The painters of the North absorbed impulses from the conventions of different pictorial traditions as well as from the avant-garde trends emerging in continental Europe. Influential modern artists such as Vincent van Gogh, Claude Monet, Paul Cézanne and Henri Matisse helped shape modern landscape painting in the North, opening new perspectives in terms of colour, light and form. While Nordic painters embraced these ideas, they interpreted them in their own, distinctive way, developing a unique form of Northern modernism. More than a style, it embodies an ethos that celebrates inhospitable nature, along with its grandeur and its nuances.

From 1870 to 1920, Nordic painting experienced a golden age, in which a breathtaking variety of images was created. The advent of modernity was defined by a thirst for freedom, self-determination and independence, leading artists to forge new paths. A key element found especially in and Scandinavian and Finnish painting appears to be the view from above. These panoramic landscapes give the impression of having been painted with the aid of images captured by a drone. Helmi Biese, as well as Akseli Gallen- Kallela, Anna Boberg or Prince Eugen adopted this perspective, as though not only painting the landscape but actively creating it, as godlike originators of nature, instead of merely imitating it through art.

--- Dataset entries ---
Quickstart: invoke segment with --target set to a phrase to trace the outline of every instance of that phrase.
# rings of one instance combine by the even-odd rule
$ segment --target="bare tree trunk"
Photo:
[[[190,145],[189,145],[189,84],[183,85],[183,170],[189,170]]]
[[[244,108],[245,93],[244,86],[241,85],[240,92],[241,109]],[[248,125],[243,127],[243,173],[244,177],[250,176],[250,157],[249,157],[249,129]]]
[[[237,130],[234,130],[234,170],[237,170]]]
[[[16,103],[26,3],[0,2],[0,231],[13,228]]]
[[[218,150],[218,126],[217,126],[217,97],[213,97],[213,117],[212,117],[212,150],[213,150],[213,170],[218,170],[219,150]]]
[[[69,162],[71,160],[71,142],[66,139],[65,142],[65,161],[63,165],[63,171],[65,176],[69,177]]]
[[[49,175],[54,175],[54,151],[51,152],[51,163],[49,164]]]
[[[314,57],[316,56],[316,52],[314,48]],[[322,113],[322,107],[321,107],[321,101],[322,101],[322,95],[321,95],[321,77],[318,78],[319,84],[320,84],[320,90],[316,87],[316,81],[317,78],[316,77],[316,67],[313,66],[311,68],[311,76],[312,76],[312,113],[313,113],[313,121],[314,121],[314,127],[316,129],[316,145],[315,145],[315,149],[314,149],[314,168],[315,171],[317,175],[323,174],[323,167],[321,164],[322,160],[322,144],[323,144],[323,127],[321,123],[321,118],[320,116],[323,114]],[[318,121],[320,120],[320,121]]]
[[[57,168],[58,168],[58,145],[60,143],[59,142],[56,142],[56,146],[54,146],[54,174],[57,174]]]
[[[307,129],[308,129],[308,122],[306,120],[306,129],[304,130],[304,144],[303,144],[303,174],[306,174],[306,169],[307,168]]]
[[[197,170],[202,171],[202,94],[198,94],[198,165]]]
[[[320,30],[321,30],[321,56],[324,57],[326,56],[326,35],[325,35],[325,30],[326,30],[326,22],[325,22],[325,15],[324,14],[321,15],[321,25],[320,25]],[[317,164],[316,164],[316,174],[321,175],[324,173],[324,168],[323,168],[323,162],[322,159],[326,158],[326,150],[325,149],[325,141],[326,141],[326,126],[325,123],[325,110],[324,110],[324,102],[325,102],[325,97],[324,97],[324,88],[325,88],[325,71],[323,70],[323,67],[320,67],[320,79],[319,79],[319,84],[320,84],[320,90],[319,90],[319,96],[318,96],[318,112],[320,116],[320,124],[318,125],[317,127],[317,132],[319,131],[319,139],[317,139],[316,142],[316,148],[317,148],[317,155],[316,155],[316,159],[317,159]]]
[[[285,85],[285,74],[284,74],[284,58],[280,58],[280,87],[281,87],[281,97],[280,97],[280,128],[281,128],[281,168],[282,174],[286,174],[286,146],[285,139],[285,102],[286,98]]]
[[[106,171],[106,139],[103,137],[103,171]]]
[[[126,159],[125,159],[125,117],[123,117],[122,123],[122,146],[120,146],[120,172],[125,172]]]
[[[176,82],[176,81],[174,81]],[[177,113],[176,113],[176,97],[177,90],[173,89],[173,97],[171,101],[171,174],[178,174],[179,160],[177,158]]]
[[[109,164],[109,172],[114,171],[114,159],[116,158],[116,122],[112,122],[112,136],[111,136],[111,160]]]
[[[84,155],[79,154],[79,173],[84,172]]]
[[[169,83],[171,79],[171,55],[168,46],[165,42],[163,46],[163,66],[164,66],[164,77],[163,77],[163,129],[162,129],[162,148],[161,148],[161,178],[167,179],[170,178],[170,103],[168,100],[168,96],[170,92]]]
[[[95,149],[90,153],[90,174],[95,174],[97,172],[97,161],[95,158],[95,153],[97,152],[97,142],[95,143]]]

--- Work required ---
Which continental modern artists does the passage on Nordic painting name as having helped shape modern landscape painting in the North?

--- Response to the task ---
Vincent van Gogh, Claude Monet, Paul Cézanne, Henri Matisse